This week, they’ve published a clear and shrewd analysis of the thermodynamics of the GOP Congress that undermines hopes of a Great Ungridlock.

“So what happens when a party that has defined itself as an insurgent outlier, scornful of compromise and dismissive of the legitimacy of its opposition, actually takes charge in Washington?” they ask.

Hint: “The pragmatic desire of mainstream Republicans to transcend their ‘party of no’ label and show that they can actually govern will clash with the forces that continue to pull the GOP to the right and oppose anything the president does. This fight within the party will define the new Congress nearly as much as the battles with a Democratic president.”

I also recommend, for contrast, a midterm analysis by conservative Yuval Levin in the National Review.  It contains a particularly poisonous assessment of Hillary Clinton’s prospects that her non-fans in both parties will get a chuckle from:

Hillary Clinton has some enormous structural advantages as a general-election candidate, to be sure: basically the benefits of incumbency (no real primary challenge and no bar of presidential plausibility to clear) without the key disadvantage of incumbency (being responsible for everything people don’t like). And she has some personal advantages: She is smart, tough, and savvy and has a capacity to learn from failure and adjust. But she does have other disadvantages of incumbency (people are bored of her and feel like she has been talking at them forever) and some disadvantages all her own: She is a dull, grating, inauthentic, over-eager, insipid elitist with ideological blinders yet no particular vision and is likely to be reduced to running on a dubious promise of experience and competence while faking idealism and hope—a very common type of presidential contender in both parties, but one that almost always loses. And as things stand now, she will have little of substance to run on, which makes it even harder for such a politician to win. The Democrats seem only vaguely aware of this problem.

Now, on a higher note, the Times has a fun profile of the new pot critic at The Denver Post, Jake Browne. “A typical day for Mr. Browne likely starts by testing a few products,” the article says. One wonders how long he can stay at it.

GIVEN INSTRUCTION 1:
According to the passage shown, why does Yuval Levin consider Hillary Clinton to have enormous structural advantages as a general-election candidate? Answer in one to three sentences.
GIVEN INSTRUCTION 2:
Answer these questions from the passage shown:
(a) In which publication did Yuval Levin's midterm analysis appear?
(b) What label do mainstream Republicans want to transcend, according to the quoted analysis of the GOP Congress?
(c) Who is the new pot critic at The Denver Post?
These records come from a separate source.

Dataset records
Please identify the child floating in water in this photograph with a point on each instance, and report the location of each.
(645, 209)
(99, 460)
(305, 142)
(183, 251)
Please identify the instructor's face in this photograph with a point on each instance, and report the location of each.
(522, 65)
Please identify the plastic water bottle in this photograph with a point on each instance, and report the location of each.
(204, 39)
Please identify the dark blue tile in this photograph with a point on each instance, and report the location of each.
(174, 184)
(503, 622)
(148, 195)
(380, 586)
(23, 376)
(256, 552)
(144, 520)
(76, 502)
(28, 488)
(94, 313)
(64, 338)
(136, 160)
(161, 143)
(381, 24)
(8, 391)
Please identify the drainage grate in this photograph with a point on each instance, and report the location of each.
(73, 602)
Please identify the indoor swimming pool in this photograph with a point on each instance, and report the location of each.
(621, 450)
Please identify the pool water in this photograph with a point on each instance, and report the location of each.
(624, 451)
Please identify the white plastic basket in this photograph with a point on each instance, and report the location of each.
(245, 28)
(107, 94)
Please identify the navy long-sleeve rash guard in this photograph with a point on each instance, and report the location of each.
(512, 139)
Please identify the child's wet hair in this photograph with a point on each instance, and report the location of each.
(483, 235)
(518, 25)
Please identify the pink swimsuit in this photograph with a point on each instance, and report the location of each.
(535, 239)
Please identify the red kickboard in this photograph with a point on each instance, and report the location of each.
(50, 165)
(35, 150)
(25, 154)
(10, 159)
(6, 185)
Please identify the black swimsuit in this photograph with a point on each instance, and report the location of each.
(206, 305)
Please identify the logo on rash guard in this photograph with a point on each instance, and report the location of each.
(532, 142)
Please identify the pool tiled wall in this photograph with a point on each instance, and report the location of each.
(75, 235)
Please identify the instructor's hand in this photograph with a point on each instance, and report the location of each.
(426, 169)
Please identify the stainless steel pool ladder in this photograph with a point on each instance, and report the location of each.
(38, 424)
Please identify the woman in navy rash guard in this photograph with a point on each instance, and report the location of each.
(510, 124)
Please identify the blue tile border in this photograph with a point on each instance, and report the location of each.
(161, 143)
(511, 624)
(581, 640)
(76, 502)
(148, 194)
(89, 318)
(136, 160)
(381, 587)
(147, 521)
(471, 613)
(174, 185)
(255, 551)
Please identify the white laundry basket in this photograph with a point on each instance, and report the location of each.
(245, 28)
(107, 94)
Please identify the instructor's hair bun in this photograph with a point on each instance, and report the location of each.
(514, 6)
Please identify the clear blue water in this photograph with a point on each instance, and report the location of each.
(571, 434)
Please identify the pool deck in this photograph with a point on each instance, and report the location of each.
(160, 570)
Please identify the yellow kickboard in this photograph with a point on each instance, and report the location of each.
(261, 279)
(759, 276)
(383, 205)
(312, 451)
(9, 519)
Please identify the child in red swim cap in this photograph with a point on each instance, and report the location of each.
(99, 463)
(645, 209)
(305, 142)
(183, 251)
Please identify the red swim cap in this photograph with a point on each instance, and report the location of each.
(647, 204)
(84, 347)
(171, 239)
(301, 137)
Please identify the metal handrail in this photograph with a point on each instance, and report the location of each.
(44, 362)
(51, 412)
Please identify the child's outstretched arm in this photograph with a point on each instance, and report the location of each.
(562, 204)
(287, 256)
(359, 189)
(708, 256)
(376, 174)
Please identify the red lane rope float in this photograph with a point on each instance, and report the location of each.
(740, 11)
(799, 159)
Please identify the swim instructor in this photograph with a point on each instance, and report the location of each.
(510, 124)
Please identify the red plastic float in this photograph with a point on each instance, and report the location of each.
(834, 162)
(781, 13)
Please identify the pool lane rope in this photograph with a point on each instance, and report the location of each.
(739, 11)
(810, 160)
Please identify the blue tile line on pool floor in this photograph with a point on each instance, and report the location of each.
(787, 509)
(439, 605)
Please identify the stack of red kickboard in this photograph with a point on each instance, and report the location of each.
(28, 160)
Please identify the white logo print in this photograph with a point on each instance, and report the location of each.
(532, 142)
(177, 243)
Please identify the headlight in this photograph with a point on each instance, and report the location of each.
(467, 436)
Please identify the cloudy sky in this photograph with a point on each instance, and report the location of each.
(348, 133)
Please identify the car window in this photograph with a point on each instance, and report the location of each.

PROBLEM SOLUTION 1:
She gets the benefits of incumbency, with no real primary challenge and no bar of presidential plausibility to clear. She also avoids its key disadvantage, which is being responsible for everything people don't like.

PROBLEM SOLUTION 2:
(a) The National Review.
(b) The "party of no" label.
(c) Jake Browne.